Reproduce the lines of the items from the line containing "Expected: one point per instance of the folded" through the end, keeping every request unchanged. Multiply each x and y coordinate in the answers by 0.35 and round it to a whole number, with halves rounding up.

(Dataset items)

§ §

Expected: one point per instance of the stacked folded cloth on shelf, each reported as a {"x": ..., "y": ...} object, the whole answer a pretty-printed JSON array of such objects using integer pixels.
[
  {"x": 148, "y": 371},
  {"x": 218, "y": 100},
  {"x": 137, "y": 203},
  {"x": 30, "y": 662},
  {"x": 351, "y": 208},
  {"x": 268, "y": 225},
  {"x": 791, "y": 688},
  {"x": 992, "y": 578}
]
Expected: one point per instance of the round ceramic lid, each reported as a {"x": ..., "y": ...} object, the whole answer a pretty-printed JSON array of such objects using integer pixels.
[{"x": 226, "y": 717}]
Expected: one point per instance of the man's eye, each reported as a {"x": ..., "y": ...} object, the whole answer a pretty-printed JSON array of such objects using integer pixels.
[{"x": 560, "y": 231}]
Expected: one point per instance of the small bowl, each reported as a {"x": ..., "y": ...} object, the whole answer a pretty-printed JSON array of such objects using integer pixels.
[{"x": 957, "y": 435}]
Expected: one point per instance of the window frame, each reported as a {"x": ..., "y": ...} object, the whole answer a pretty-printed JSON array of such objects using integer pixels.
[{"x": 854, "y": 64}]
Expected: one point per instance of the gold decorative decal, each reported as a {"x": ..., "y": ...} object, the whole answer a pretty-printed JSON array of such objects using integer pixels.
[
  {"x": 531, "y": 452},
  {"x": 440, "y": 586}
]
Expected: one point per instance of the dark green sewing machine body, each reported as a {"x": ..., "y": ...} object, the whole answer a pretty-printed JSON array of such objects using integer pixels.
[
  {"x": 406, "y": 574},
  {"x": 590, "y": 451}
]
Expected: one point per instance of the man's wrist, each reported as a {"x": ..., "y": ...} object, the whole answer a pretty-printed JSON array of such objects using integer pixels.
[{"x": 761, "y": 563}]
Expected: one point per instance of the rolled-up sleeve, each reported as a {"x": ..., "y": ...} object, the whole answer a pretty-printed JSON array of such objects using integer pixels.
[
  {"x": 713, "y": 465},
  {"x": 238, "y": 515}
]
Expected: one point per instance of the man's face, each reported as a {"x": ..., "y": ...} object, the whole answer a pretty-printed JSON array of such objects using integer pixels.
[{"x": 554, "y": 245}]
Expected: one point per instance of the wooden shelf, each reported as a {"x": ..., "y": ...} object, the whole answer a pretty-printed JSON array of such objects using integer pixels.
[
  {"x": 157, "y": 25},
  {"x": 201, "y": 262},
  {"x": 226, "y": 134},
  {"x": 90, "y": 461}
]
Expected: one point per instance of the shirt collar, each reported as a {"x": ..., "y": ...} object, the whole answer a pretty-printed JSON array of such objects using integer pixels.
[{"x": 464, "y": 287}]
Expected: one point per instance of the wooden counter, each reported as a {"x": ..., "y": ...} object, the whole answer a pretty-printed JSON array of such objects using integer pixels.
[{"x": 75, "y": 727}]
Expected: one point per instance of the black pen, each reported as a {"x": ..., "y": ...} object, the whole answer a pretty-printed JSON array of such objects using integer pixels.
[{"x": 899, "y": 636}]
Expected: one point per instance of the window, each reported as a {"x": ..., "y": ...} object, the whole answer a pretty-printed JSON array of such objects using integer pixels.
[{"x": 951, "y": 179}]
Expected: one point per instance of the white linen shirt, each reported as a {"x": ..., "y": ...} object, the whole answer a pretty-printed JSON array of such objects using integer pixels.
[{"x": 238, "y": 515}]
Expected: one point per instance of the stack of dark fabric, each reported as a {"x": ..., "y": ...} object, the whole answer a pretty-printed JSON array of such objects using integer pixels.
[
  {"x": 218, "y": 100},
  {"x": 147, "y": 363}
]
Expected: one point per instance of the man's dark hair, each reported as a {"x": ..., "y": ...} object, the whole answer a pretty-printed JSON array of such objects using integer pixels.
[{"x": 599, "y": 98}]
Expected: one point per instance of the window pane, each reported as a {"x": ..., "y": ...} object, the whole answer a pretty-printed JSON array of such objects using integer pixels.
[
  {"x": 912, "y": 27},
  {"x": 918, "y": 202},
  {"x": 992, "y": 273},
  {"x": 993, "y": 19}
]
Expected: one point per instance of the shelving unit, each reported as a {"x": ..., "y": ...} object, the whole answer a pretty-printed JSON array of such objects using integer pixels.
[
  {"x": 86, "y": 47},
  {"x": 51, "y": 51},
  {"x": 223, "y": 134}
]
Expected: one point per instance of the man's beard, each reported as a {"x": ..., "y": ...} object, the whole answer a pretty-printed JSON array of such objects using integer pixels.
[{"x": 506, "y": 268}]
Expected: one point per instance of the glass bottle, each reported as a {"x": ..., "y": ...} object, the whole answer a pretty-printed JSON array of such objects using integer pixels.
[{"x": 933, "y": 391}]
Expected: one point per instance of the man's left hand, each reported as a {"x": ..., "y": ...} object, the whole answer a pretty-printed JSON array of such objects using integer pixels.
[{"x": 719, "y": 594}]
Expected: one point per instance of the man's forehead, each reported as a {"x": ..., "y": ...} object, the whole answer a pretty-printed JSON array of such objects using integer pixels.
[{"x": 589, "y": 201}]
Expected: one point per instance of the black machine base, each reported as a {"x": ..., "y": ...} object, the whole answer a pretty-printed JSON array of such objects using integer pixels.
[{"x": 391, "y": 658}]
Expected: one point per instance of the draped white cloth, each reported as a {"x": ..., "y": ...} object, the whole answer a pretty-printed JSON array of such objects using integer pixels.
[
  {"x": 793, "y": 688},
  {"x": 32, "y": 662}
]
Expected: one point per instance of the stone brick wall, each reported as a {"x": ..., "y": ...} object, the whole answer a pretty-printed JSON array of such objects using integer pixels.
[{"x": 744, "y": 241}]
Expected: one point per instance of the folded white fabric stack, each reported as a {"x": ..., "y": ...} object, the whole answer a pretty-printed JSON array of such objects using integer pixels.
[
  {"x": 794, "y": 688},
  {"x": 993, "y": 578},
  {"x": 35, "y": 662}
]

§ §

■ Full solution ■
Expected: one point per instance of the folded white fabric stack, each reported as a {"x": ..., "y": ...} object, the whole answer a pretty-printed JSON array of such objects using integer pixels.
[
  {"x": 278, "y": 241},
  {"x": 348, "y": 202},
  {"x": 12, "y": 232}
]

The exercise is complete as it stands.